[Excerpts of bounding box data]
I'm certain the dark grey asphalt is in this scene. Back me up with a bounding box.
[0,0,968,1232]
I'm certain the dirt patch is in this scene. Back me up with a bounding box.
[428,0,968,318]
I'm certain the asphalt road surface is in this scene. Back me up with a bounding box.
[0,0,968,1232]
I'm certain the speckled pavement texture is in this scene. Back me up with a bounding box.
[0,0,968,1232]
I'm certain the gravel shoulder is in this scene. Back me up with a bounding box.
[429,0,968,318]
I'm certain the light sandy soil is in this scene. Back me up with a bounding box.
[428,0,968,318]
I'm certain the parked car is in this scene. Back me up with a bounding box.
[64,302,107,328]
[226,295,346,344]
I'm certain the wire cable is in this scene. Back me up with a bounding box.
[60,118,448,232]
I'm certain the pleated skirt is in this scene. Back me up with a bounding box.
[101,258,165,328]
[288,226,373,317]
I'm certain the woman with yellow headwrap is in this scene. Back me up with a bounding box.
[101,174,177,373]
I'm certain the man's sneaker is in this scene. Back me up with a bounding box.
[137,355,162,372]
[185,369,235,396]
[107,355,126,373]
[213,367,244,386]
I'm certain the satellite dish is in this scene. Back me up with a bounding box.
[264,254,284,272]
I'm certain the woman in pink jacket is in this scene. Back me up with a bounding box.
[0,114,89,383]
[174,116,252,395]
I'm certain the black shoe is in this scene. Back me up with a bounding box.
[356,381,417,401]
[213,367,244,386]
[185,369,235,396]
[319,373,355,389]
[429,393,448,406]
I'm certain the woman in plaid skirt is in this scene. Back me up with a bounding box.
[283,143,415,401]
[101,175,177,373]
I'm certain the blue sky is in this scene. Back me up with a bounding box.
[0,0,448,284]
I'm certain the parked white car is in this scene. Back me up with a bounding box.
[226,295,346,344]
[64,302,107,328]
* * *
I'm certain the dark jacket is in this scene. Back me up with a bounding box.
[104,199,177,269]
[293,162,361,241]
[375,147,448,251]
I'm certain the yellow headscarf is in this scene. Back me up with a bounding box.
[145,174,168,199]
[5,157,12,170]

EXERCISE OBJECTIVE:
Extract each line of the data above that contains the word "woman".

SOLUTION TO THE PROBLEM:
I'm certain the woman with yellow headwrap is in this scene. Back me up with a bounding box.
I'm certain the woman in pink jacket is in this scene. Back me up with a bounding box.
I'm certain the woman in plaid skirt is in this scene. Back me up with a bounding box.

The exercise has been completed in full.